■ **REQUIRED TASK A**: Collect every line of the records that contains the string "dress". Case counts.

■ **EXTRACTED TEXT**:
---------------

# Town Generator - Final(?) GUI only Beta 0.22



## towngen (Mar 24, 2002)

After much delay from other things at home and at work, I have another beta cut to release.  The first beta version stired up a lot of helpful comments, the second one only a few.  I don't know if this is because interest is waning, or the program is getting better (hopefully the later).

As always, all comments/criticisms are welcome.  Either here or by email to me at towngen@yahoo.com.

Unless someone comes up with some brilliant ideas to make me do something else, I'll going to stop tweaking on the GUI for a while and start making it actually output something.  I can't promise any time frame on this, but I can say that I have A LOT of work to do.

Thanks!

Walter


----------



## poilbrun (Mar 24, 2002)

Here is what I saw:

Would it be possible to manually input the various percentages for alignment? The system you use is nice (and I like it much), but I'd like to be able to tweak it a little manually...
For the town size, would it be possible to input in the text box manually too? I do not want much, but if I choose a size such as Metropolis (the one I tried), the number is always round. I'd like to have 164321 instead of 164000.
Could there be a link between the power centers and the details of the churches, wizards and mercenary groups present? I had a neutral good wizard power group, it would be cool if the alignment was automatically the same for the details about wizards.

---------------

■ **TASK DATA**:
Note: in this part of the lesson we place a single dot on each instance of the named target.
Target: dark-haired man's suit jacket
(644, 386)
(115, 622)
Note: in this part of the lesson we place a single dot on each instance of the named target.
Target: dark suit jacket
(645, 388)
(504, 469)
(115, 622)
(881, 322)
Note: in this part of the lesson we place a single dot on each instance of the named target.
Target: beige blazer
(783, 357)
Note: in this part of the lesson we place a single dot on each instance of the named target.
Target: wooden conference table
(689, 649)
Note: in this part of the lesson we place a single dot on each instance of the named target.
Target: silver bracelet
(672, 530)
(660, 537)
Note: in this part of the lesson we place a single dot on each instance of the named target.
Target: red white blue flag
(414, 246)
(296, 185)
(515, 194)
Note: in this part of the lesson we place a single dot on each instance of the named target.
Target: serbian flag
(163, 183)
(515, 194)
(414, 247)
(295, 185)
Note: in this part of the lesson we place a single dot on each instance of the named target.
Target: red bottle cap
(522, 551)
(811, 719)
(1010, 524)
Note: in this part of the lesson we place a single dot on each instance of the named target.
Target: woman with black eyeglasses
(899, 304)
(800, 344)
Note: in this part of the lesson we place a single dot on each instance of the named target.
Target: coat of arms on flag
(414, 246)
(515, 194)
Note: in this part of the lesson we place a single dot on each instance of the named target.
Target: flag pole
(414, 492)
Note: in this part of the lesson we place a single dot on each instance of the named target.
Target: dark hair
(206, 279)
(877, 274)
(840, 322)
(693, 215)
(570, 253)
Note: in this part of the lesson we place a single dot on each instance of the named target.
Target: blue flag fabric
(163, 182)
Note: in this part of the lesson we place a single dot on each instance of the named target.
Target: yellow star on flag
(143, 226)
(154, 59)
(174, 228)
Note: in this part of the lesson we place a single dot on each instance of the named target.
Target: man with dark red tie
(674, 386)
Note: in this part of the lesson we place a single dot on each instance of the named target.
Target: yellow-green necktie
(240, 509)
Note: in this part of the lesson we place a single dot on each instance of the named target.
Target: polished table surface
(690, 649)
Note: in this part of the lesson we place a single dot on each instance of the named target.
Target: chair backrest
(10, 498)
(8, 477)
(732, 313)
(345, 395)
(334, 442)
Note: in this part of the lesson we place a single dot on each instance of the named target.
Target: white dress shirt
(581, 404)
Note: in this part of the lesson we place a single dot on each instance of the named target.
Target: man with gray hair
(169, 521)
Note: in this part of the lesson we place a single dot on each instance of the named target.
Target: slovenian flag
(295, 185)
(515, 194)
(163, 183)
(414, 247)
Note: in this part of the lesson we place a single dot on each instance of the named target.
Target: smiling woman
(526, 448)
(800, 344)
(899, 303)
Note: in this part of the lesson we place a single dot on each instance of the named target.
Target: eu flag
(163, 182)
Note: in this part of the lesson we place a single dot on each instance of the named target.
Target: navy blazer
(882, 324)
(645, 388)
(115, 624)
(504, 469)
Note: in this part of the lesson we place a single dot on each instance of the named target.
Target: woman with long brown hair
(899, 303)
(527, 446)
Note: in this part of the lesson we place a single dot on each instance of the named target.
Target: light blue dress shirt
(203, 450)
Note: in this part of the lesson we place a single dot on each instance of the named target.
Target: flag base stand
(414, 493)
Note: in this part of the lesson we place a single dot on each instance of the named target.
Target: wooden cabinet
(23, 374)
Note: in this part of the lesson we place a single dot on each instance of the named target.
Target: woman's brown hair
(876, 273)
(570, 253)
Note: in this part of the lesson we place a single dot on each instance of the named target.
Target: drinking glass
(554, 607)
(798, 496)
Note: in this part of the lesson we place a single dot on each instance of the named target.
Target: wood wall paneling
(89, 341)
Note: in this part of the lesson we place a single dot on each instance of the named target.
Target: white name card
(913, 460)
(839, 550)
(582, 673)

---------------

■ **REQUIRED TASK B**: Rewrite the town generator thread from "## towngen (Mar" up to and including "(hopefully the later).", replacing "comments" with "remarks".

■ **WORKED ANSWER A**:
Target: white dress shirt
Target: light blue dress shirt

■ **WORKED ANSWER B**:
## towngen (Mar 24, 2002)

After much delay from other things at home and at work, I have another beta cut to release.  The first beta version stired up a lot of helpful remarks, the second one only a few.  I don't know if this is because interest is waning, or the program is getting better (hopefully the later).